Natural language region descriptions
____

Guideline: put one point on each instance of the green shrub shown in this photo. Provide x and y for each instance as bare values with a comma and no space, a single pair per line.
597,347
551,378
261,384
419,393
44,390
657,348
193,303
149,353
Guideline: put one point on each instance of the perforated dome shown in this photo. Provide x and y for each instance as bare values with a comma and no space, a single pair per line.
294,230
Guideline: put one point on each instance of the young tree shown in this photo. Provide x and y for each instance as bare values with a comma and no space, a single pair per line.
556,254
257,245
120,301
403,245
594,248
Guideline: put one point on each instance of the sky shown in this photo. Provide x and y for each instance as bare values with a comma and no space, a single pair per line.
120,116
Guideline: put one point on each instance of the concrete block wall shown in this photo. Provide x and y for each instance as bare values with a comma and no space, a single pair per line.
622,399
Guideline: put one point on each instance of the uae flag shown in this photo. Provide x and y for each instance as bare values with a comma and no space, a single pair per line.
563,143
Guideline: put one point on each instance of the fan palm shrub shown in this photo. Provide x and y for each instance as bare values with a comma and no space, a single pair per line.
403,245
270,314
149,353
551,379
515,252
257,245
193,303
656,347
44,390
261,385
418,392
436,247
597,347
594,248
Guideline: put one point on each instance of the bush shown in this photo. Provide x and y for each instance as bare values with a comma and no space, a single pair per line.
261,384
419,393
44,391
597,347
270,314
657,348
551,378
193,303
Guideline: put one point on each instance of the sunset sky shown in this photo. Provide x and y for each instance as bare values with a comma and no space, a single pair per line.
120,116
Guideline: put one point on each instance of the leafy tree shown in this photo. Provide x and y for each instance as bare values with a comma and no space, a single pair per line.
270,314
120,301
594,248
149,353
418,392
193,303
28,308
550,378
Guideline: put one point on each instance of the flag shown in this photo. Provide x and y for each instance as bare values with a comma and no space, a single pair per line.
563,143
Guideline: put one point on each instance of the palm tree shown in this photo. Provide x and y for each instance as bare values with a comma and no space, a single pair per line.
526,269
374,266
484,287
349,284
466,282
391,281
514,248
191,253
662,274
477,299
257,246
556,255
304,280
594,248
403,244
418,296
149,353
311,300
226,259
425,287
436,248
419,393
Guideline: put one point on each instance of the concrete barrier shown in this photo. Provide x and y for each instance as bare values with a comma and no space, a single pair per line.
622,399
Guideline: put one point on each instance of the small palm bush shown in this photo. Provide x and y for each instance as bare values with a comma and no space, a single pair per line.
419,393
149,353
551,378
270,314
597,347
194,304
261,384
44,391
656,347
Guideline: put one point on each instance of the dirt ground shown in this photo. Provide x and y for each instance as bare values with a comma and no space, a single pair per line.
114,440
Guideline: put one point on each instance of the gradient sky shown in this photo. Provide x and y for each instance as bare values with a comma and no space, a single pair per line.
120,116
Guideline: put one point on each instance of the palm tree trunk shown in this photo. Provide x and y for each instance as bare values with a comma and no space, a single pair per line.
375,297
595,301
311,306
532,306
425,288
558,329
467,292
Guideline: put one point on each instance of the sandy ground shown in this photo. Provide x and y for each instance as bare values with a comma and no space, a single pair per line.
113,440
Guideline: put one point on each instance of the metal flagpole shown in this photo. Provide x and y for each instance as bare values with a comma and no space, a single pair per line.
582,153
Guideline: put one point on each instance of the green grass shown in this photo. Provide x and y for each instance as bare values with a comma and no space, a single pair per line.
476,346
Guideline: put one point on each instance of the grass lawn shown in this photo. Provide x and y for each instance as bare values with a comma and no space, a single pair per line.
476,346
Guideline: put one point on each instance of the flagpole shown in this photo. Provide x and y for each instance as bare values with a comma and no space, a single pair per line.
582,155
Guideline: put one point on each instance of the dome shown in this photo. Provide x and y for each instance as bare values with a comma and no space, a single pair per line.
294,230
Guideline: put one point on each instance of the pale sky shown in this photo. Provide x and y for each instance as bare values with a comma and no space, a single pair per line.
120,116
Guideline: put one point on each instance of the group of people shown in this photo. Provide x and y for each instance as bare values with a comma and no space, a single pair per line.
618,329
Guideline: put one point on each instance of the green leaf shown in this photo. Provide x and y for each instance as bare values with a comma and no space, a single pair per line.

____

[Exercise requirements] Without omitting anything, output the entries exactly.

[Exercise answer]
Guideline: put one point on each instance of the green shrub shown in this photo. Provide x and y for each instance as bare values with a comma and no space, a single pair per line.
597,347
551,378
261,384
419,393
44,390
657,348
193,303
149,353
Guideline: put one point on each instance of the perforated dome shown in this photo. Provide x and y for each instance as bare values with a comma and no space, a single pair per line.
294,230
Guideline: put one point on each instance of the young tree shown in this photo. Provide x and y for each instance as bare values with a comma and no space, a single pair per line.
556,254
257,245
120,301
403,245
594,248
Guideline: put one point on each instance of the sky shown in this photo. Provide x and y for each instance as bare values with a comma and no space, a single pair per line.
120,116
Guideline: put one point on each instance of the concrete block wall shown in this photo. Provide x and y for each instance as bare values with a comma and no space, a single pair per line.
622,399
Guideline: put one point on each instance of the uae flag shown in this photo. Provide x and y for each instance as bare values with a comma and no space, a single pair per line.
563,143
Guideline: put one point on each instance of the fan palm shrub shown in this photo. Provide x and y for each instance as bare values with a comma and no space, a single pair per line.
403,245
270,314
149,353
551,379
515,252
257,245
193,303
656,347
44,390
261,385
418,392
436,247
597,347
594,248
Guideline: put one point on each instance of the bush shown in this photo. Provide x and y for each instance as bare values with a comma and no space, a single pair per line.
261,384
419,393
44,391
597,347
270,314
657,348
551,378
193,303
Guideline: put one point on each instance of the sunset sky shown in this photo. Provide x and y for each instance as bare values with a comma and no space, a single pair per line.
120,116
Guideline: put one point on each instance of the leafy tree shown in this photo. Provide x and y for each instance as bare values with a comma and no space, a single pair per line.
270,314
120,301
594,248
149,353
418,392
193,303
28,308
550,378
Guideline: put one point on each instance of the flag shown in this photo. Provide x and y for each instance as bare values with a comma and no space, a single pair per line.
563,143
Guideline: put one point on each instance of the palm tree shown in this photo. Provide x and y for each instance as bare values with a comma and no space, a single pair per line.
526,269
374,266
484,287
349,284
466,282
391,281
514,248
191,253
662,274
477,299
257,246
556,255
304,280
594,248
403,244
418,296
149,353
311,300
226,259
425,287
436,248
419,393
Guideline: put one point on each instance of the concrete barrier shown in this photo. Provide x and y for each instance as bare values with a comma and no space, a single pair per line.
622,399
Guideline: put one point on each instance of the small palm bush shown in this photo. Provide x and y for each instance as bare values with a comma and no space, a single pair per line.
419,393
149,353
551,378
270,314
597,347
194,304
261,384
44,391
656,347
Guideline: put one point on each instance of the dirt ground shown in this photo. Provide x and y for each instance as bare values with a comma and no space, a single pair per line.
114,440
Guideline: put one point on each instance of the gradient sky shown in this photo. Provide x and y for each instance as bare values with a comma and no space, a single pair per line.
120,116
Guideline: put one point on each instance of the palm tree trunk shown in this photo. Provide x and y for each instance as bare values with a comma and no space, a single pair per line.
375,297
595,301
311,306
532,306
425,288
558,329
467,292
Guideline: put one point on each instance of the sandy ground shown in this photo. Provide x and y for each instance as bare values with a comma and no space, a single pair per line.
113,440
Guideline: put one point on each instance of the metal flagpole shown in this photo. Provide x and y for each instance as bare values with a comma and no space, a single pair per line.
582,153
Guideline: put one point on each instance of the green grass shown in this photo. Provide x and y for each instance as bare values with a comma and no space, a single pair per line.
476,346
Guideline: put one point on each instance of the grass lawn shown in this photo. Provide x and y for each instance as bare values with a comma and no space, a single pair per line.
476,346
Guideline: put one point on each instance of the flagpole shown in this photo. Provide x and y for each instance as bare values with a comma and no space, a single pair per line.
582,155
Guideline: put one point on each instance of the dome shown in this photo. Provide x and y for each instance as bare values with a comma and no space, a single pair per line.
294,230
Guideline: put one point on each instance of the pale sky shown in this photo. Provide x and y for each instance as bare values with a comma and no space, a single pair per line.
120,116
Guideline: put one point on each instance of the group of people shown in this photo. Provide x and y for each instance as bare values with a comma and no space, a single pair per line.
618,329
Guideline: put one point on each instance of the green leaf shown in this photo. Provide x and y for each instance as bare values with a comma and no space, a single pair per line.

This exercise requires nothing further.